Source data
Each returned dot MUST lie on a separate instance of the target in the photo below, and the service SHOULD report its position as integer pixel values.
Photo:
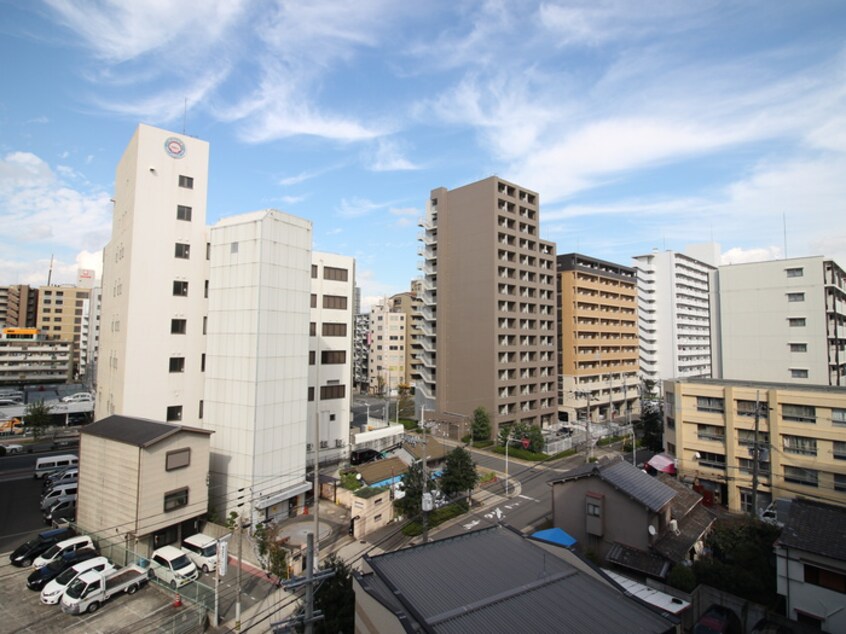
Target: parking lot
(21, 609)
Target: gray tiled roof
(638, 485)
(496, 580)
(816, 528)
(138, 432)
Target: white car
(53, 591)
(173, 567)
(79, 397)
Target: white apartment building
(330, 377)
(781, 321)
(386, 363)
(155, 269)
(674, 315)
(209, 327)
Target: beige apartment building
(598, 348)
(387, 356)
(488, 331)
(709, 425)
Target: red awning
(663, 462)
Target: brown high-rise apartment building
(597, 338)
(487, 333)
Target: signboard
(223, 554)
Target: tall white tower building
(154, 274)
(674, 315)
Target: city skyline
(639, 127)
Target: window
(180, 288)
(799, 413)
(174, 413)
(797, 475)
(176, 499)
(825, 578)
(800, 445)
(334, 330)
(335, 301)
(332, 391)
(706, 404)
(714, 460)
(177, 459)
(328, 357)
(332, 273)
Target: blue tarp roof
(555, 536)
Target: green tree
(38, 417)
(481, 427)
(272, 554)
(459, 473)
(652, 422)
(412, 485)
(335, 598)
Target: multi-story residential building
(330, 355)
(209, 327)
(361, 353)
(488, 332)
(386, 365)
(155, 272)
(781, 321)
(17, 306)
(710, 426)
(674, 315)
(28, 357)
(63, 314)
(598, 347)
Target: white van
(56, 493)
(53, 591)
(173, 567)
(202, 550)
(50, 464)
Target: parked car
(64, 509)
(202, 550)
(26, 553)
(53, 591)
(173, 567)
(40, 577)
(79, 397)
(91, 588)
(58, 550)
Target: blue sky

--

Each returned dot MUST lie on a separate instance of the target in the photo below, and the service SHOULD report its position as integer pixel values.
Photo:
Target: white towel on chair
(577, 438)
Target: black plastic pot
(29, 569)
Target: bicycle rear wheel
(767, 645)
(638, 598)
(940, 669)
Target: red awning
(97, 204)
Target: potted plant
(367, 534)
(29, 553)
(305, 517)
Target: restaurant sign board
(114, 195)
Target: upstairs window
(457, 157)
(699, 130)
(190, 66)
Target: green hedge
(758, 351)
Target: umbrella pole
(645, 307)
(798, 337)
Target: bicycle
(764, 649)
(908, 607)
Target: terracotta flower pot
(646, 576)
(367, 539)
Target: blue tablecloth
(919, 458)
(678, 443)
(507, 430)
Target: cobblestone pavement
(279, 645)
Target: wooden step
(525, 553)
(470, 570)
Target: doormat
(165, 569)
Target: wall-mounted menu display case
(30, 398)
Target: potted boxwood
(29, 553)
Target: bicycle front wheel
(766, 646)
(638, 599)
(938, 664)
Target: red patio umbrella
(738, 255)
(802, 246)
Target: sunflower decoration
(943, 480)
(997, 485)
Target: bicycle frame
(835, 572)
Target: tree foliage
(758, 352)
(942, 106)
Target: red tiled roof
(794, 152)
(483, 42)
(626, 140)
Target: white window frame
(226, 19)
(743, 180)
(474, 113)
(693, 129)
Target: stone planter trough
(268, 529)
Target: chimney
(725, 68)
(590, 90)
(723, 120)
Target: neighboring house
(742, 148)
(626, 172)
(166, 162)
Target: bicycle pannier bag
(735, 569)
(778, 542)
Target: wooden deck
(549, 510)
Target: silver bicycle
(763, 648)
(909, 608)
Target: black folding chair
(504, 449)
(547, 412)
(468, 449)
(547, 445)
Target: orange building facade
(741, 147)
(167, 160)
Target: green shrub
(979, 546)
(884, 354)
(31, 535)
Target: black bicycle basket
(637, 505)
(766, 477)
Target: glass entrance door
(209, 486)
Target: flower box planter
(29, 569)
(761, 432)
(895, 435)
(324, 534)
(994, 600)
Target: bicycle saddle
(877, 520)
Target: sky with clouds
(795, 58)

Job:
Rewrite the part of the entries that opens with the line containing "Target: multi-story residential building" and closes with the line containing "Target: blue sky", both included, keeping every line, with each point coordinate multiplied by 2.1 and rounded to the nearest whole number, halves rounded up.

Correct output:
Target: multi-story residential building
(693, 746)
(439, 687)
(758, 741)
(1025, 697)
(811, 767)
(326, 571)
(1640, 674)
(36, 643)
(1491, 895)
(1415, 662)
(59, 750)
(132, 659)
(1256, 729)
Target: white van
(118, 1035)
(111, 1241)
(363, 1191)
(424, 1155)
(105, 974)
Target: parked car
(134, 1069)
(424, 1155)
(55, 1161)
(111, 1241)
(363, 1191)
(84, 1212)
(166, 834)
(191, 1235)
(122, 1155)
Target: blue sky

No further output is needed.